● SASARAN TUGAS:
1. Tolong tulis ulang bagian teks tentang perlindungan satwa liar di Namibia, mulai dari "Menurutnya, dukungan tersebut" dan terus sampai "dan produk-produk turunannya.", sambil mengganti "badak" dengan "harimau".
2. Kumpulkan setiap baris entri yang memuat kata "cliff". Huruf besar dan kecil dibedakan.

● TEKS HALAMAN:
====

Menurutnya, dukungan tersebut diberikan pada saat Namibia mengalami peningkatan kejahatan terhadap satwa liar khususnya badak dan tenggiling (pangolin) yang berkaitan erat dengan perdagangan internasional spesies dan produk-produk turunannya.
“Selama beberapa tahun terakhir, kami mengarahkan fokus kami pada komponen penegakan hukum konservasi dalam upaya melindungi sumber daya alam negara, terutama satwa liar dari perburuan dan perdagangan ilegal. Berbagai pendekatan telah diterapkan untuk menekan perburuan spesies tertentu seperti badak, gajah, dan tenggiling yang banyak diburu para sindikat perburuan karena nilai produknya,” ujarnya. “Hal ini termasuk perekrutan petugas antiperburuan tambahan, pengerahan kendaraan, dan pembangunan kamp patroli di daerah-daerah kritis yang terkena dampak perburuan liar. Kami melatih dan melengkapi Jagawana Layanan Perlindungan Satwa Liar (Rangers of the Wildlife Protection Services/WPS), memberi pelatihan mengemudikan kendaraan berpenggerak 4×4 untuk para staf MEFT dan WPS kami, serta melatih dan melengkapi staf MEFT dengan Alat Pemantauan dan Pelaporan Spasial (Spatial Monitoring and Reporting Tool), yang disebut sebagai SMART.”

====

● ENTRI YANG TERSEDIA:
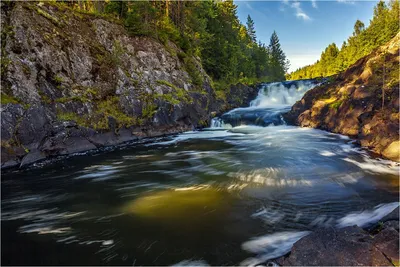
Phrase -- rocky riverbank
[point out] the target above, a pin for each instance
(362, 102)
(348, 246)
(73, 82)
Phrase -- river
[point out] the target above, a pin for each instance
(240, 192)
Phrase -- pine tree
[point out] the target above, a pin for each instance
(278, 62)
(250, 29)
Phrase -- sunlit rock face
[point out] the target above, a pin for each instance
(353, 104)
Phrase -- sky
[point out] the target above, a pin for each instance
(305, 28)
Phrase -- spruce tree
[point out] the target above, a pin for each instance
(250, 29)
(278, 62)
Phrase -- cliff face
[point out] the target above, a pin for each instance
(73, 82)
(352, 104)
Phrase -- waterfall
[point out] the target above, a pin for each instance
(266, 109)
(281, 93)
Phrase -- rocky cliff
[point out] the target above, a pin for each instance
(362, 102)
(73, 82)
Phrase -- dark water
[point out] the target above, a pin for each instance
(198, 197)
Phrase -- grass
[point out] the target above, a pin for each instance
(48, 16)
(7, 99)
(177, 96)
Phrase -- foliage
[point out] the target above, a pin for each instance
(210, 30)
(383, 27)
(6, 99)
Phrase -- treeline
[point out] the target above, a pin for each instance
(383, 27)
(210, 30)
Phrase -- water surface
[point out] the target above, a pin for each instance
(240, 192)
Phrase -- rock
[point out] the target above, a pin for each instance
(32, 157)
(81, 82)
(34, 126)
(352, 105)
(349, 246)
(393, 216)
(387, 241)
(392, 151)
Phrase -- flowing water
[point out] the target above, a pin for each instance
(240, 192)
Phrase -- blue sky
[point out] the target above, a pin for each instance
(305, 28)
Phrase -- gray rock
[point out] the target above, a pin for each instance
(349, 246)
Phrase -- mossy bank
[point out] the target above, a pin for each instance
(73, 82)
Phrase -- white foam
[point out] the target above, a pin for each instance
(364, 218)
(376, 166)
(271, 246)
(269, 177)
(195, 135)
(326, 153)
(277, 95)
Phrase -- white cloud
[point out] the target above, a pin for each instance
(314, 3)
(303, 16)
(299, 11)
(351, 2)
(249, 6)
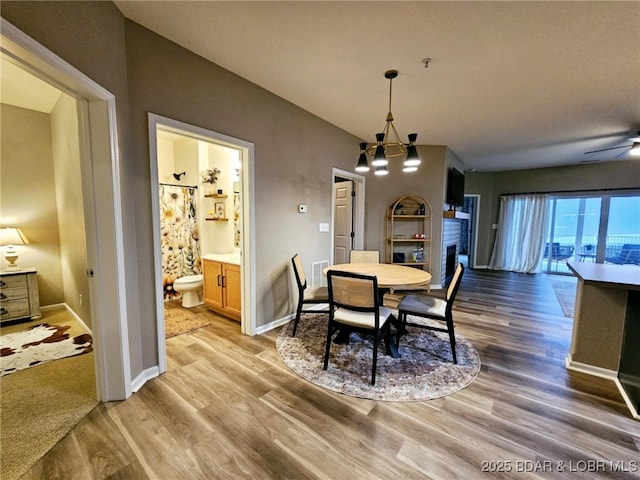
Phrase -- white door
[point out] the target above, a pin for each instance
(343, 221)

====

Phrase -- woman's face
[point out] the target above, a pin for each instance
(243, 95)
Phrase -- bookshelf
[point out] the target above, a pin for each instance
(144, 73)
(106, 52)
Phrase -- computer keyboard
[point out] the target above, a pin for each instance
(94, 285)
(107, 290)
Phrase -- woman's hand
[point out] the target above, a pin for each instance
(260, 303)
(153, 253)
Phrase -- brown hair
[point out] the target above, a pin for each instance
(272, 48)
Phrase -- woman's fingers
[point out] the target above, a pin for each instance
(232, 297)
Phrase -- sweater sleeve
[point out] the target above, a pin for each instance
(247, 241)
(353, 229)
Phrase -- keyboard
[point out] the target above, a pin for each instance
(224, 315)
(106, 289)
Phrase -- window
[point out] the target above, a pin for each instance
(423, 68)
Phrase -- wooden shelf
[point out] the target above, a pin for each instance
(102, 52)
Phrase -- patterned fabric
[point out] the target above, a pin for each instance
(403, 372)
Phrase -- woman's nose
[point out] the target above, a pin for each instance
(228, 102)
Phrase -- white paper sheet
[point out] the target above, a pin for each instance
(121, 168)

====

● JAWABAN LENGKAP:
1.
Menurutnya, dukungan tersebut diberikan pada saat Namibia mengalami peningkatan kejahatan terhadap satwa liar khususnya harimau dan tenggiling (pangolin) yang berkaitan erat dengan perdagangan internasional spesies dan produk-produk turunannya.

2.
Phrase -- cliff face
Phrase -- rocky cliff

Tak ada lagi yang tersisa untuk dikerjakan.